- What you are asked to do
Return exactly the lines from the one that contains "Subject: banner with rider photograph" up to the last line of the listing, and nothing else.

- Given records
-------

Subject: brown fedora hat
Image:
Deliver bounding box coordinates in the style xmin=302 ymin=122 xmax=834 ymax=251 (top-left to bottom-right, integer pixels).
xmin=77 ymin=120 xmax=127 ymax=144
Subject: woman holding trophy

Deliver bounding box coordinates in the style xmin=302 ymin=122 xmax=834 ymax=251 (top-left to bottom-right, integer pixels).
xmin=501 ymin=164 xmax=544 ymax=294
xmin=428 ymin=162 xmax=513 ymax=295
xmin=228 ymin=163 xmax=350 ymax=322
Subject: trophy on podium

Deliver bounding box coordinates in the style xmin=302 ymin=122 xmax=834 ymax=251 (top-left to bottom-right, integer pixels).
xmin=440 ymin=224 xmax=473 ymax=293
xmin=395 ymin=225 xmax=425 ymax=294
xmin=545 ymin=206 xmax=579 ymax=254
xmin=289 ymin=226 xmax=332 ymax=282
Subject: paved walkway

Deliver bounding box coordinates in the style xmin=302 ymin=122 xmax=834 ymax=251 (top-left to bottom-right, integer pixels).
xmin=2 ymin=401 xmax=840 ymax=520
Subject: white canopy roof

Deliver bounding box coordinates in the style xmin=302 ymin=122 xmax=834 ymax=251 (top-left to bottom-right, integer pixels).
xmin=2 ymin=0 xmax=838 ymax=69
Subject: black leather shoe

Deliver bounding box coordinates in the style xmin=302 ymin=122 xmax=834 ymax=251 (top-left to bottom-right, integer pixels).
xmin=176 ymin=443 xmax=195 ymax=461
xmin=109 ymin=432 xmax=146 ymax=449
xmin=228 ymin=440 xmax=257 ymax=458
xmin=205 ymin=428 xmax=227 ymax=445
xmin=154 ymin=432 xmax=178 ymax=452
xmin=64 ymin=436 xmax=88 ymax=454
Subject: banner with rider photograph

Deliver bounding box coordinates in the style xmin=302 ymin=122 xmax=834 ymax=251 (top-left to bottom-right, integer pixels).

-------

- Reply
Subject: banner with rider photograph

Deliver bounding box coordinates in the style xmin=302 ymin=122 xmax=834 ymax=251 (top-left to bottom-right, integer pixels).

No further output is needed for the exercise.